(Source extract):

********

The Bank of Japan shocked financial markets overnight by announcing that it is going to start printing Yen at a more rapid pace, 80 trillion a year instead of the 60-70 trillion that it’s been issuing since last April. That sent Japan’s stock market index soaring upwards, and pushed the value of the Yen down. Almost nobody saw it coming and it’s incredibly controversial in Japan. Central bank chief Haruhiko Kuroda was only able to muster a thin 5-4 margin in favor of the action.

After all, Kuroda clearly stated when he took office that he wanted to everything possible to boost the economy until the inflation rate got above 2 percent. Nobody thought 2 percent was a crazy inflation target. The USA, UK, Canada, and the Eurozone all target 2 percent. And nobody doubts that Japanese inflation has been running below 2 percent. Printing money at a faster pace seems like a really obvious thing to do when inflation is running below your target.

So Kuroda is doing it. And the best thing is that he’s not promising to stop any time soon. He described the action as a demonstration of “our unwavering determination to end deflation” in a key indication that if even more is needed in the future, he is not going to hesitate. That is how you beat the secular stagnation blues.

********

(Listed records):

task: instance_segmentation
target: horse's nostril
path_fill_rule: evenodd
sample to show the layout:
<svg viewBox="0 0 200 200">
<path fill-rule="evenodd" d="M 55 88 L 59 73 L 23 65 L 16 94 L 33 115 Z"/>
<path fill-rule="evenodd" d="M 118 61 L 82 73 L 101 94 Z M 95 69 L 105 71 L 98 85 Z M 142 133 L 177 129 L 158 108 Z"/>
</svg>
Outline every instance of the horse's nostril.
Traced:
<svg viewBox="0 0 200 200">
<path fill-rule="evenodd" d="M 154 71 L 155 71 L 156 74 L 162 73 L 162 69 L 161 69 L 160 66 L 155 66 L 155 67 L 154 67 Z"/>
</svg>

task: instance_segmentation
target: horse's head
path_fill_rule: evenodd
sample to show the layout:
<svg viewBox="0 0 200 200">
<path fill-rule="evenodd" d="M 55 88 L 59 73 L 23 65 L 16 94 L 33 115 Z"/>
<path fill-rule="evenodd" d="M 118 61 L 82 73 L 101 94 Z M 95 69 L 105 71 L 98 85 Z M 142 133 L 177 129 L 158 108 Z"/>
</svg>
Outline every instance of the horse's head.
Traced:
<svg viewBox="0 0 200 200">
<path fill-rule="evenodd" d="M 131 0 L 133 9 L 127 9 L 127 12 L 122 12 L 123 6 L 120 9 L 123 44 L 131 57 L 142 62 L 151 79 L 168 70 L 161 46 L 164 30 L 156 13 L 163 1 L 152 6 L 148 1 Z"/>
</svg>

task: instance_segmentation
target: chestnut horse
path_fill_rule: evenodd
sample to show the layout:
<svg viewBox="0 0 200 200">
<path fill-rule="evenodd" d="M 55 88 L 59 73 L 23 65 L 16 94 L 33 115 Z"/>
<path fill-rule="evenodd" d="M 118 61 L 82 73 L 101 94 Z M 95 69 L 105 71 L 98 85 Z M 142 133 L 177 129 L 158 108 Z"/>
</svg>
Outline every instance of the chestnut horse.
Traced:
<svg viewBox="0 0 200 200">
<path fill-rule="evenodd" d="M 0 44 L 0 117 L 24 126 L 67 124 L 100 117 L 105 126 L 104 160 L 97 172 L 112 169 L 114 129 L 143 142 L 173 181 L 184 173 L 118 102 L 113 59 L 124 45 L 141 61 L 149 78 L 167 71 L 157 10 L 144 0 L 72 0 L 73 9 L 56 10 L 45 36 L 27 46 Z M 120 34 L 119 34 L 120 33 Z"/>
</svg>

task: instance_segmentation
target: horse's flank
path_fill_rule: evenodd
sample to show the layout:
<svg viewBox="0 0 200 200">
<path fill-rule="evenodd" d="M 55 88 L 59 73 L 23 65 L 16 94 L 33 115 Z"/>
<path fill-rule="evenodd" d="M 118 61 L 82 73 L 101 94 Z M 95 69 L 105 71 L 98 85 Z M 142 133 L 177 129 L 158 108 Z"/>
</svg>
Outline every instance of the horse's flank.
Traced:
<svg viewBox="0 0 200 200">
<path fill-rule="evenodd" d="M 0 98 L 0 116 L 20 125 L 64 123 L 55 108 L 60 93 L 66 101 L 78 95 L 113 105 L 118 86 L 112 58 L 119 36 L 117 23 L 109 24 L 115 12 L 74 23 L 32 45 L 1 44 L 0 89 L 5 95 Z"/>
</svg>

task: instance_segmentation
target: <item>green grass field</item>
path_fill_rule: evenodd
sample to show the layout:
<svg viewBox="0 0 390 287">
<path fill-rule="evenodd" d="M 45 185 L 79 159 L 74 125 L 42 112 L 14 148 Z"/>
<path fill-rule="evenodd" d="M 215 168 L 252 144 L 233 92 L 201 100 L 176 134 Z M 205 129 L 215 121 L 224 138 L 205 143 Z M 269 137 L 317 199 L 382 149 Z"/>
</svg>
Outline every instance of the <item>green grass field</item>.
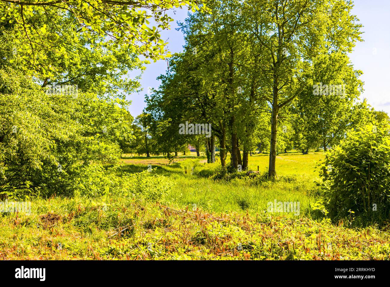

********

(Exercise 1):
From the Bank of Japan passage, quote the text from "After all, Kuroda" up to and including "secular stagnation blues.".
(Exercise 2):
According to the Bank of Japan passage, what was the vote margin for the action?

(Exercise solution 1):
After all, Kuroda clearly stated when he took office that he wanted to everything possible to boost the economy until the inflation rate got above 2 percent. Nobody thought 2 percent was a crazy inflation target. The USA, UK, Canada, and the Eurozone all target 2 percent. And nobody doubts that Japanese inflation has been running below 2 percent. Printing money at a faster pace seems like a really obvious thing to do when inflation is running below your target.

So Kuroda is doing it. And the best thing is that he’s not promising to stop any time soon. He described the action as a demonstration of “our unwavering determination to end deflation” in a key indication that if even more is needed in the future, he is not going to hesitate. That is how you beat the secular stagnation blues.

(Exercise solution 2):
A thin 5-4 margin in favor.